Rewrite the lines below, replacing every "bounding box" with "rectangle" and leaving everything else unchanged. Omit the pictures from your reply.

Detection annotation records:
----
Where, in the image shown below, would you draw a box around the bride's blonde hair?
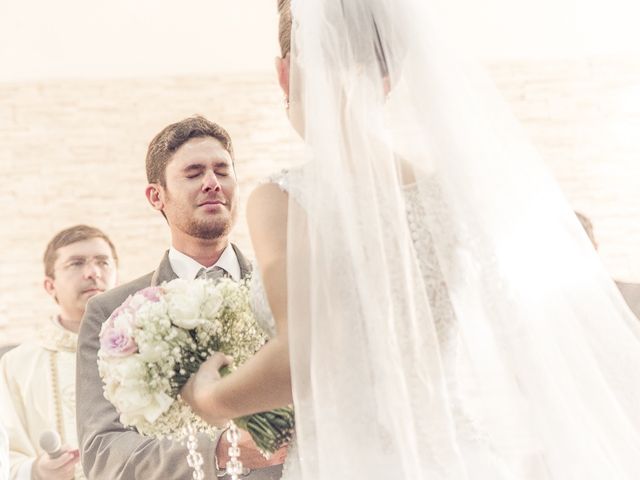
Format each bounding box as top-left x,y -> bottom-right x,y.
278,0 -> 291,58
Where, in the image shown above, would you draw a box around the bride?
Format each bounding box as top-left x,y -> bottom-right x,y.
183,0 -> 640,480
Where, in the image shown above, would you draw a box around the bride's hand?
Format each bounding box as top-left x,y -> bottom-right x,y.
180,353 -> 232,427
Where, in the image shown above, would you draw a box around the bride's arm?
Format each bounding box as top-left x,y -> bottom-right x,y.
182,184 -> 292,423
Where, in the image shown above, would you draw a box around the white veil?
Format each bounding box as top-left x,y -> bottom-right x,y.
288,0 -> 640,480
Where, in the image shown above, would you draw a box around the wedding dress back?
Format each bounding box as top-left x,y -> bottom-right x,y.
264,0 -> 640,480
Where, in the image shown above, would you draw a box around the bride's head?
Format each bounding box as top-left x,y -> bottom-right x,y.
276,0 -> 391,136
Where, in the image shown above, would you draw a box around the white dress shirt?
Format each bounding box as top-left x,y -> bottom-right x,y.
169,244 -> 240,281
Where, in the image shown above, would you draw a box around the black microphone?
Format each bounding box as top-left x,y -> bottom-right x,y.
40,430 -> 64,459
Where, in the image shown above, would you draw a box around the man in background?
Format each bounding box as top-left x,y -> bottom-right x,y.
0,225 -> 118,480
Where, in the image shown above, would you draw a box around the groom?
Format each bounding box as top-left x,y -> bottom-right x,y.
76,117 -> 282,480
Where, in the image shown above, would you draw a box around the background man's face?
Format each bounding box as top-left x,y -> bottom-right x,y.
162,137 -> 238,239
45,238 -> 116,324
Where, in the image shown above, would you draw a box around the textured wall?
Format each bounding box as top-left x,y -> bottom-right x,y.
0,61 -> 640,345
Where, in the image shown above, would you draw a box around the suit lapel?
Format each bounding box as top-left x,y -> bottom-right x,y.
231,243 -> 253,278
151,250 -> 178,287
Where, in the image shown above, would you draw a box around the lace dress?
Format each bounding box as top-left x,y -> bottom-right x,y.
251,171 -> 490,480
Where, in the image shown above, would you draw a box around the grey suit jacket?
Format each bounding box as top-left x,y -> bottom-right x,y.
76,246 -> 282,480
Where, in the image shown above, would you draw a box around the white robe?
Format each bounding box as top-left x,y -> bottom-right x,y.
0,320 -> 84,480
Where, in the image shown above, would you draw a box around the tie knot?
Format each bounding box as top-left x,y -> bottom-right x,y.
196,265 -> 227,280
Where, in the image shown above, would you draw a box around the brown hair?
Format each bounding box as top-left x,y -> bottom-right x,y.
146,115 -> 233,186
278,0 -> 291,58
42,225 -> 118,278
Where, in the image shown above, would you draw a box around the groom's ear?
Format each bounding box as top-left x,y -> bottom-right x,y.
144,183 -> 164,211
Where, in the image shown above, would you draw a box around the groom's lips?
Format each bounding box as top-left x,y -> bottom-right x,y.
82,287 -> 104,295
198,200 -> 225,207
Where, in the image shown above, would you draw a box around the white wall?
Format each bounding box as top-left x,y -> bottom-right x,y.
0,0 -> 277,81
0,0 -> 640,81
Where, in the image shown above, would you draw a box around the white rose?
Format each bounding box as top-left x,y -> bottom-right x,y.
109,354 -> 146,383
202,289 -> 224,319
138,299 -> 167,318
165,280 -> 205,330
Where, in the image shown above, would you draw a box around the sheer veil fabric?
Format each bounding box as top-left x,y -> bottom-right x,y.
287,0 -> 640,480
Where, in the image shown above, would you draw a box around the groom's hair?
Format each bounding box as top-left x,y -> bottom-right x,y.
146,115 -> 233,187
42,225 -> 118,278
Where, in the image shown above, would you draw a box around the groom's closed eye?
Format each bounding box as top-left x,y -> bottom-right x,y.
184,165 -> 205,178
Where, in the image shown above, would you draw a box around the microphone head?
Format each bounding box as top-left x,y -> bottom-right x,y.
40,430 -> 62,454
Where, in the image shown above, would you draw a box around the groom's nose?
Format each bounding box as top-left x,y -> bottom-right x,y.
202,170 -> 221,192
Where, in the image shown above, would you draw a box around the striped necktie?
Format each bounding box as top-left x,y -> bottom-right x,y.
196,265 -> 229,280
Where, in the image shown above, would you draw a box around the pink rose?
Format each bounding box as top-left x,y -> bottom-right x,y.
100,324 -> 138,357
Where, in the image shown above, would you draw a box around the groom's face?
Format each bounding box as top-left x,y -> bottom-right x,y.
163,137 -> 238,239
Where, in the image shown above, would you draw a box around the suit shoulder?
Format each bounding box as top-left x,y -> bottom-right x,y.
87,272 -> 153,316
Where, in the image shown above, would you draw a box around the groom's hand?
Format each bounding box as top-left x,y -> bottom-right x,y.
216,429 -> 288,470
180,353 -> 232,427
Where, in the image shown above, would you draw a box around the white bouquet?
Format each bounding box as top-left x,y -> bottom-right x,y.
98,278 -> 293,454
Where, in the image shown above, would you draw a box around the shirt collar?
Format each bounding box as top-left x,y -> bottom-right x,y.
169,243 -> 240,282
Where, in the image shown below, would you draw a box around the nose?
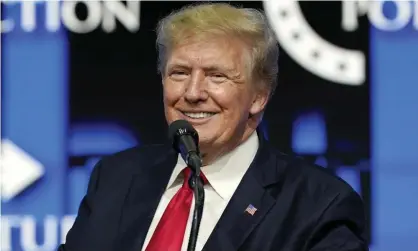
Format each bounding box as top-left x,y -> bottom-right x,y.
184,72 -> 208,103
----
ANSWER FOR THE TASK |
Where, in the image shown below, would you draw a box around the bride's blonde hair?
Format each rectangle as top-left x,y -> bottom-right x,y.
278,0 -> 291,58
Where, in the image shown above, would you draw a box around the bride?
Format each rectangle as top-left x,y -> bottom-right x,y.
183,0 -> 640,480
Where, in the image shown above, would you draw a box around the bride's hand?
Format each rectangle as top-left x,y -> bottom-right x,y.
180,353 -> 232,427
Where, in the image shown above, would you draw a box around the bride's arm?
Format each rectangle as top-left x,y -> bottom-right x,y.
182,184 -> 292,423
Where, in the image shown above, would you draw a box around the white veil?
Format each rectangle as top-left x,y -> bottom-right x,y.
288,0 -> 640,480
Where, in the image shown above, would you draw a box around the wedding dress back?
Format each rectangle as top-left x,y -> bottom-right x,y.
264,0 -> 640,480
Where, in the image shown above, would you draw a box around the bride's head?
Format each rectangle as top-left x,y -> bottom-right x,y.
276,0 -> 391,136
Where, in the image shown above, would you draw a box around the white dress shirt?
Format each rectangle as top-left x,y -> bottom-right x,y.
169,244 -> 240,281
Where, in the image shown above, would you draw a box around the black microphone?
Format each rectangle as top-left x,y -> bottom-right x,y.
40,430 -> 64,459
Where, in the image shown above, would you draw a box around the man in background?
Format each rectangle as top-left x,y -> bottom-right x,y.
0,225 -> 118,480
Where, in the image shown above, would you draw a box around the groom?
Format each rectangle as top-left x,y -> bottom-right x,y.
76,117 -> 282,480
Where, in the image shown above, would you draw a box around the background man's face?
Format each rectangle as top-left x,y -> bottom-right x,y.
162,137 -> 238,239
45,238 -> 116,324
Where, in the image shown above, would you draw a box around the textured wall?
Format each rectangle as top-left x,y -> bottom-right x,y.
0,61 -> 640,345
Where, in the image shown above, would you draw a box around the suit lapel?
Format each rectangle as top-left x,y -> bottom-right x,y.
231,243 -> 253,278
151,250 -> 178,287
Where, in the image shown above, would you draw a box around the lace dress?
Format each rectangle as top-left x,y -> bottom-right x,y.
251,171 -> 490,480
Where, in the image shown above, would you draw a box around the grey suit jacket?
Format each rectangle as top-left x,y -> bottom-right x,y.
76,246 -> 282,480
Where, in the image shown above, would you draw a box around the white robe?
Format each rectangle as top-left x,y -> bottom-right x,y.
0,320 -> 84,480
Where, in the image shown above, would you draw a box around the tie knot?
Format each rectangle as top-left x,y -> bottom-right x,y.
196,265 -> 227,280
Where, in the image shown above, would you draw a box around the brown hair?
Format each rectangle as top-left x,y -> bottom-right x,y.
146,115 -> 233,186
278,0 -> 291,58
42,225 -> 118,278
Where, in the image shown above, would you draw a box around the groom's ear?
Format each rectangle as top-left x,y -> bottom-right x,y.
144,183 -> 164,211
Where, in the image shown above, would you draw a box around the groom's lips?
Format each rectangle as top-left x,y -> bottom-right x,y.
82,287 -> 104,295
198,200 -> 225,207
Where, in the image shown above, would you draw a box around the white wall?
Format each rectangle as top-left x,y -> bottom-right x,y.
0,0 -> 277,81
0,0 -> 640,81
Where, in the image shown above, would you draw a box around the white rose?
Format each rectangle as top-left x,y -> bottom-right x,y.
109,354 -> 146,383
202,289 -> 224,319
138,299 -> 167,318
165,280 -> 205,330
Where, in the image shown above, would you draw a box around the sheer veil fabric?
Format each rectangle as top-left x,y -> bottom-right x,y.
287,0 -> 640,480
Where, in the image shown above, would you draw a box around the groom's hair?
Format each rectangle as top-left x,y -> bottom-right x,y.
146,115 -> 233,187
42,225 -> 118,278
Where, in the image shown above, would you draw a box around the groom's closed eye?
Format each rectangle as top-left x,y -> bottom-right x,y.
184,165 -> 205,178
Where, in the image shown above, would you draw a box around the microphone head?
Format each rectangle as top-left x,y -> bottom-right x,y.
40,430 -> 62,454
Where, in the image shown above, would you draw a box around the groom's nose?
Format each rectangle as top-left x,y -> bottom-right x,y.
202,170 -> 221,192
Where, in the image shown above, would you draw a box around the striped necktie?
Format each rectangle as top-left x,y -> bottom-right x,y.
196,265 -> 229,280
Where, in the image shown above, would you draw a box around the pink rose?
Format each rectangle as top-left x,y -> bottom-right x,y.
100,324 -> 138,357
Where, in the image shown above, would you draw a box around the groom's face?
Format each rectangle as top-left x,y -> bottom-right x,y.
163,137 -> 238,239
Where, in the image shown above, would you draw a box around the suit shoulder?
Format each rectangle as top-left x,y -> bottom-right x,y.
87,272 -> 153,316
Where, in the image shown above, would you draw a box around the groom's hand?
Format each rectangle as top-left x,y -> bottom-right x,y.
216,429 -> 288,470
180,353 -> 232,427
Where, in the image shown above, would you draw a box around the white bouquet?
Format each rectangle as top-left x,y -> bottom-right x,y.
98,278 -> 293,454
Where, in the image shown above, would you draw a box around the shirt collar?
Format each rectangle as top-left x,y -> bottom-right x,y.
169,243 -> 240,282
Where, in the image shown below, would you draw a box around the nose?
Format each rectangle as top-left x,y -> bottom-right x,y.
184,72 -> 208,103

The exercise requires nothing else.